[Exercise] Please copy each line of the records below that holds the word "Category".

[Region pointing data]
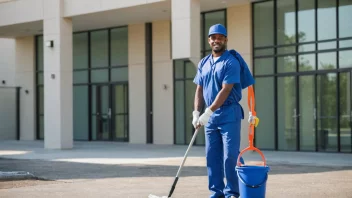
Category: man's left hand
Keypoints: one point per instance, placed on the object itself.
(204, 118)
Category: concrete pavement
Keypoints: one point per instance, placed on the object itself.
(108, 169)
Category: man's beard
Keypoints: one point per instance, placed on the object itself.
* * *
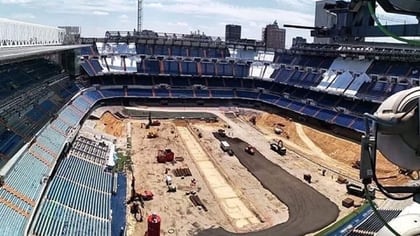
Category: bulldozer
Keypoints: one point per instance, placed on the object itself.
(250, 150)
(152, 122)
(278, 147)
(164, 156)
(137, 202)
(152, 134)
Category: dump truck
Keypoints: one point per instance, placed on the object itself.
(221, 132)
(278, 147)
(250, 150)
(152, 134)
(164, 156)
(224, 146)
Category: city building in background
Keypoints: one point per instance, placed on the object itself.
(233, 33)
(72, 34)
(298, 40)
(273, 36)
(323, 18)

[Reply]
Category: man's left hand
Category: concrete pavement
Category: man's beard
Category: bulldozer
Category: dump truck
Category: city building in background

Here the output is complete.